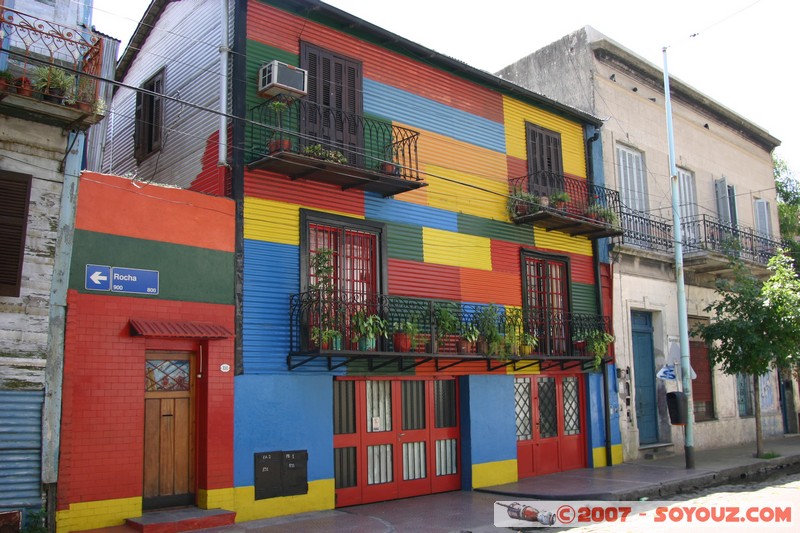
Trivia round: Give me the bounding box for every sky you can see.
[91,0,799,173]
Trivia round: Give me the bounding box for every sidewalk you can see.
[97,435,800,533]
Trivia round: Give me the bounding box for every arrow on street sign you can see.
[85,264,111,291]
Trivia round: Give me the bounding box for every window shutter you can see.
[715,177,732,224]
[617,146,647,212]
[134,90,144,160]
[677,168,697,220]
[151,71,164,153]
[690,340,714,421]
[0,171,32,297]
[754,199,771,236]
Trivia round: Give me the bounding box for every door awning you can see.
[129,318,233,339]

=-=-=

__Task details__
Leave every picture out, and transcribe the data above exactly as it reads.

__Answer__
Trivia round: Give me the bounding box for every sky you can see.
[91,0,799,173]
Trivia round: Give me the bounding box for every sidewalk you can see.
[97,435,800,533]
Trivia round: Give me the bounding box for every arrow on street sign you can see.
[85,264,111,291]
Trivia round: Give me the bounding box for every window shutter you can see.
[715,177,732,224]
[617,146,647,212]
[134,90,144,160]
[677,168,697,220]
[151,71,164,153]
[690,340,714,421]
[0,171,32,297]
[754,199,771,236]
Trivia round: Give me the bounding box for every door awning you can see.
[129,318,233,339]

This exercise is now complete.